_Given records_.

***

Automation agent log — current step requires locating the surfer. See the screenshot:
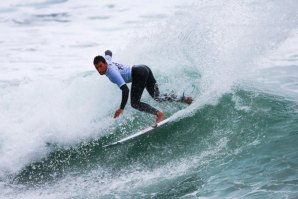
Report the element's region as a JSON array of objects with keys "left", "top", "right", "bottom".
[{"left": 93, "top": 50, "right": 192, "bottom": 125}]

***

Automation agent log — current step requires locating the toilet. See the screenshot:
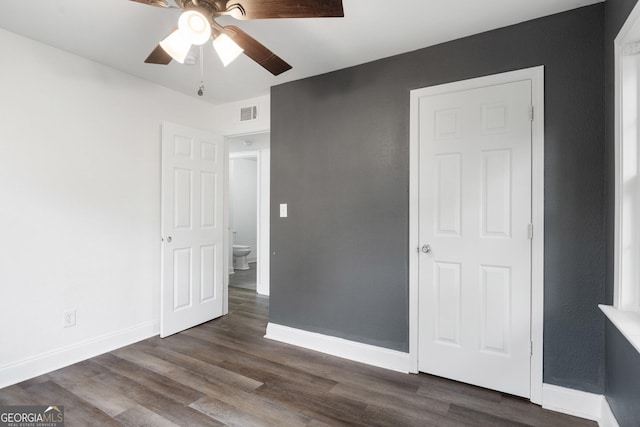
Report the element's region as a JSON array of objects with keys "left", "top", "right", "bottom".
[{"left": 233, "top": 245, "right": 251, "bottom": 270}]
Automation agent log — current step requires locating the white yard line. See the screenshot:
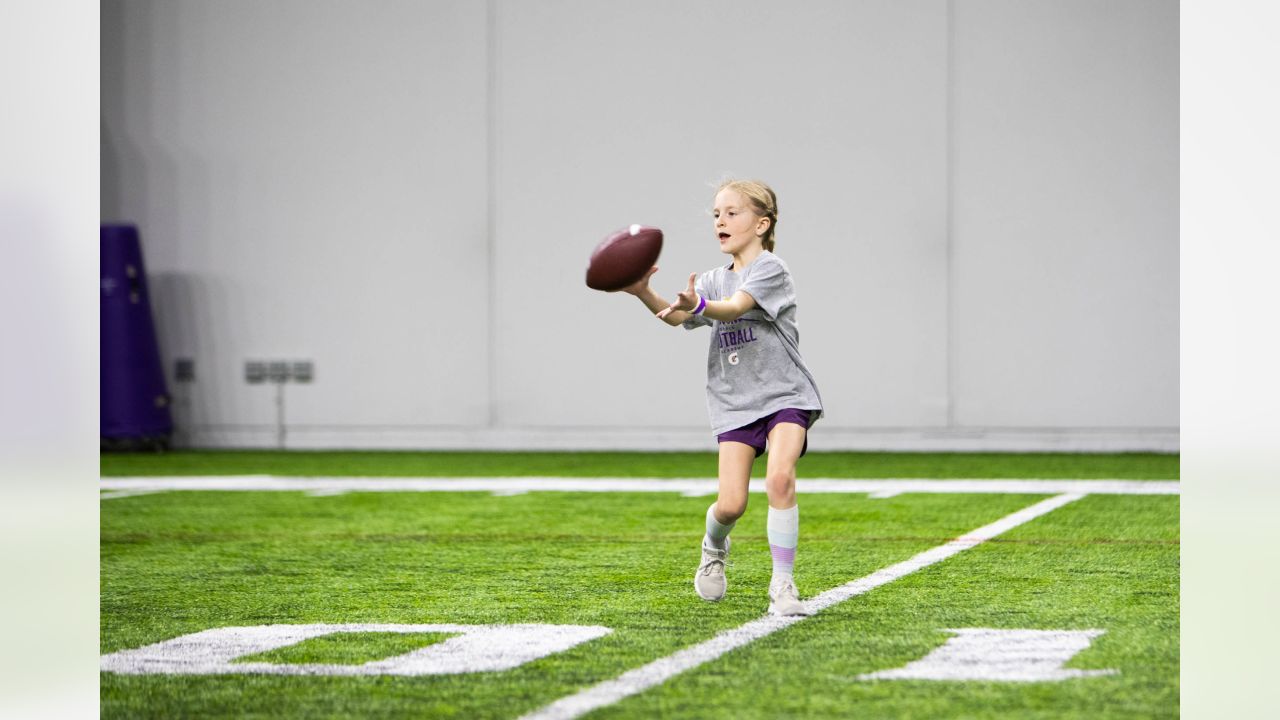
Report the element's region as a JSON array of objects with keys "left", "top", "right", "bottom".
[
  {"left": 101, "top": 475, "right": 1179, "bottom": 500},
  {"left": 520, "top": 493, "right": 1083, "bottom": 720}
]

***

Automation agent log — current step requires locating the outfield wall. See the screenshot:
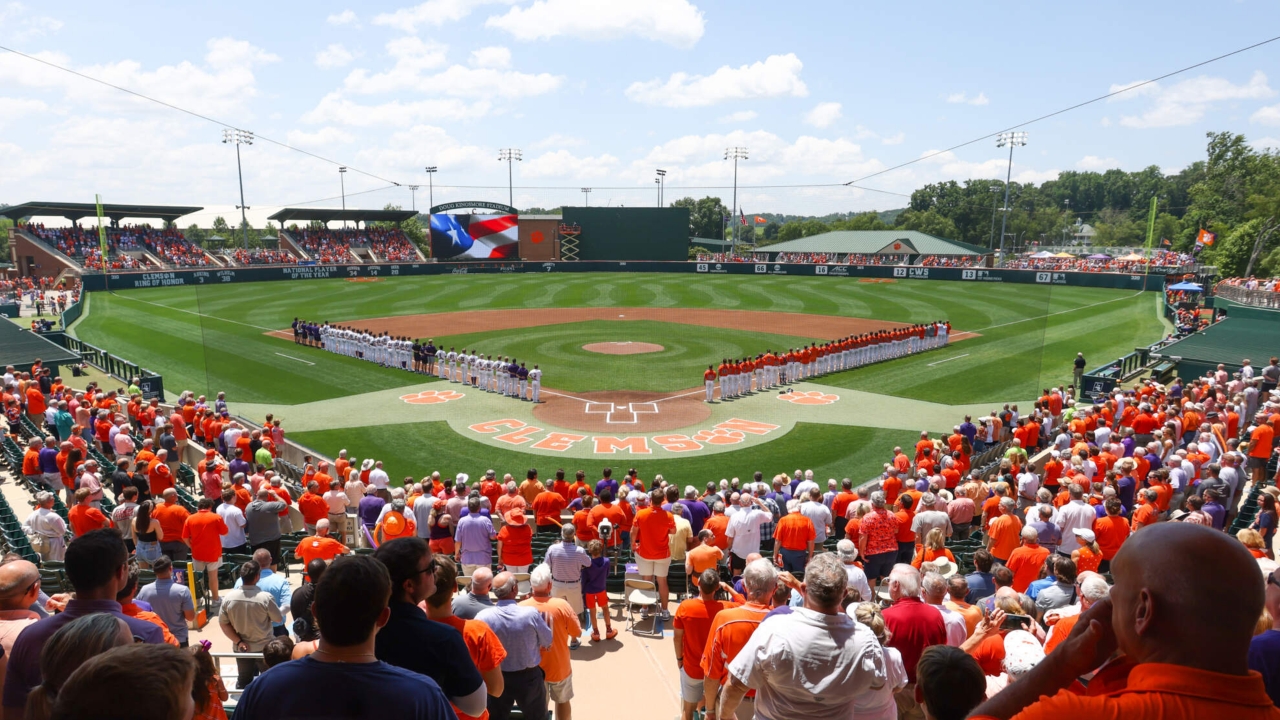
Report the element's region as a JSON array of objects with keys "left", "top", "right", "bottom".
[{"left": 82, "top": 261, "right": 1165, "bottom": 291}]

***

_Written problem_. Gather every line above that contains the word "step" and copy each one out in full.

_Response_.
Automation agent log — current step requires locating the surfer. See the screenshot:
Automation agent log — current step requires locating the toilet. See the screenshot:
Automation agent log — current step requires locating the white yard line. See the screenshot:
Automation agent log — current step requires locating the outfield wall. See the screenshot:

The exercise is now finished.